>> START
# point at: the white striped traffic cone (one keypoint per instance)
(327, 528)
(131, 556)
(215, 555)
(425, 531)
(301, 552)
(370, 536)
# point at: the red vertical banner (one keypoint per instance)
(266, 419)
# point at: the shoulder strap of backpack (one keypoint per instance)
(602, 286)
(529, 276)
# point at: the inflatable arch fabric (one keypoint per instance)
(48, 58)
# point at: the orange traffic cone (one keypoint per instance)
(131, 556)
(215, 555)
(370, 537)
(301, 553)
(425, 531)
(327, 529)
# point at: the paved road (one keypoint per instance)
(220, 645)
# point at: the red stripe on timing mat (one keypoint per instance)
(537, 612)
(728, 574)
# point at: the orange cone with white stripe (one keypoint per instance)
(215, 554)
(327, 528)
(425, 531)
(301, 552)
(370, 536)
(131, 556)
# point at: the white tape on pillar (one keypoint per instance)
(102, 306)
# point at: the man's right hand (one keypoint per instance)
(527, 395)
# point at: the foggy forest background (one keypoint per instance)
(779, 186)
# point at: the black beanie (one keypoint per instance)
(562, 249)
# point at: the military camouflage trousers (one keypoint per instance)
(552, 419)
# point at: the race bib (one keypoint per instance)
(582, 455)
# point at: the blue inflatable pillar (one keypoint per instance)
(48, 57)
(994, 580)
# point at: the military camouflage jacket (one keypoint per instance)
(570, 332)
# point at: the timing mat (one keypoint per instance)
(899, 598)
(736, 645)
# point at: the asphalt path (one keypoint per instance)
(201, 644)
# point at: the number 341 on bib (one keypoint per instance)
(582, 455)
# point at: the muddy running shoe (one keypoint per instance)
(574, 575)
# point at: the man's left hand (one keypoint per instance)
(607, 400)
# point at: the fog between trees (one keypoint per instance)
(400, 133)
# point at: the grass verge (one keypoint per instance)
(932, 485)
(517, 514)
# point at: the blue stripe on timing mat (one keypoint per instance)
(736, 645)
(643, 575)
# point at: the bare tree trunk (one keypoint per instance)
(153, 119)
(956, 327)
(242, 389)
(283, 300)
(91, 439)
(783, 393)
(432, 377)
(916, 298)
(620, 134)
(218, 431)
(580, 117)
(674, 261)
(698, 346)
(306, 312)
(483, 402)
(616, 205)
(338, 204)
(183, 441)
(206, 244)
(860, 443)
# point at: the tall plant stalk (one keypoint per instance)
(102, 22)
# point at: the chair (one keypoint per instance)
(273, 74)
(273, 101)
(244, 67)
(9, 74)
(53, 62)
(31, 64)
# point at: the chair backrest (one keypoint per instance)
>> END
Without omitting anything, output the entries exactly.

# point at: the white striped traffic cone (one keypoint per instance)
(327, 528)
(131, 556)
(215, 555)
(425, 531)
(301, 552)
(370, 536)
# point at: the red vertical banner (one keypoint per instance)
(266, 419)
# point at: the shoulder strap of backpack (one keypoint per instance)
(602, 286)
(529, 276)
# point at: the inflatable arch fabric (one keypoint per instance)
(48, 58)
# point at: the orange traffic cone (one keypoint per instance)
(131, 556)
(215, 555)
(370, 537)
(301, 553)
(425, 531)
(327, 529)
# point at: the paved road (one keypoint per instance)
(220, 645)
# point at: the red stripe on timing mat (one keypoint per instance)
(537, 612)
(728, 574)
# point at: the orange cone with white stripe (one keypoint per instance)
(215, 554)
(327, 528)
(425, 531)
(301, 552)
(370, 536)
(131, 556)
# point at: the white tape on pillar (one keypoint per instance)
(102, 306)
# point at: the man's right hand (one keypoint per instance)
(527, 395)
# point at: the foggy forest background (one keypoint per instance)
(779, 186)
# point at: the black beanie (one keypoint per instance)
(562, 249)
# point at: the military camouflage trousers (one keypoint per instance)
(552, 419)
# point at: the race bib (one keypoint per instance)
(582, 455)
# point at: the blue inflatable pillar (one keypoint per instance)
(48, 57)
(994, 580)
# point at: the military camouflage jacket (one keypoint per instance)
(570, 332)
# point at: the timing mat (one keypoint per instance)
(899, 598)
(736, 645)
# point at: the asphalt path (one keypoint per instance)
(201, 644)
# point at: the number 341 on bib (one keypoint per instance)
(582, 455)
# point at: the muddy running shoe (one keypoint per instance)
(574, 575)
# point at: the man's left hand (one keypoint per instance)
(607, 400)
# point at: the fog between trees (one keypoint per instance)
(400, 133)
# point at: the grass verge (one keypoint per instance)
(932, 485)
(517, 514)
# point at: the blue stripe on timing mat (one keypoint per instance)
(736, 645)
(643, 575)
# point at: the bare tree trunk (one keypoint per instance)
(153, 119)
(956, 327)
(242, 389)
(283, 300)
(91, 439)
(783, 393)
(432, 377)
(916, 298)
(620, 134)
(218, 431)
(580, 117)
(674, 261)
(698, 346)
(306, 312)
(483, 402)
(616, 205)
(338, 204)
(183, 441)
(206, 244)
(860, 443)
# point at: the tall plant stalk (one keypoint per instance)
(102, 22)
# point at: the chair (one keypoint per instance)
(273, 74)
(273, 101)
(244, 67)
(9, 74)
(53, 62)
(31, 64)
# point at: the chair backrest (one keypoint per instance)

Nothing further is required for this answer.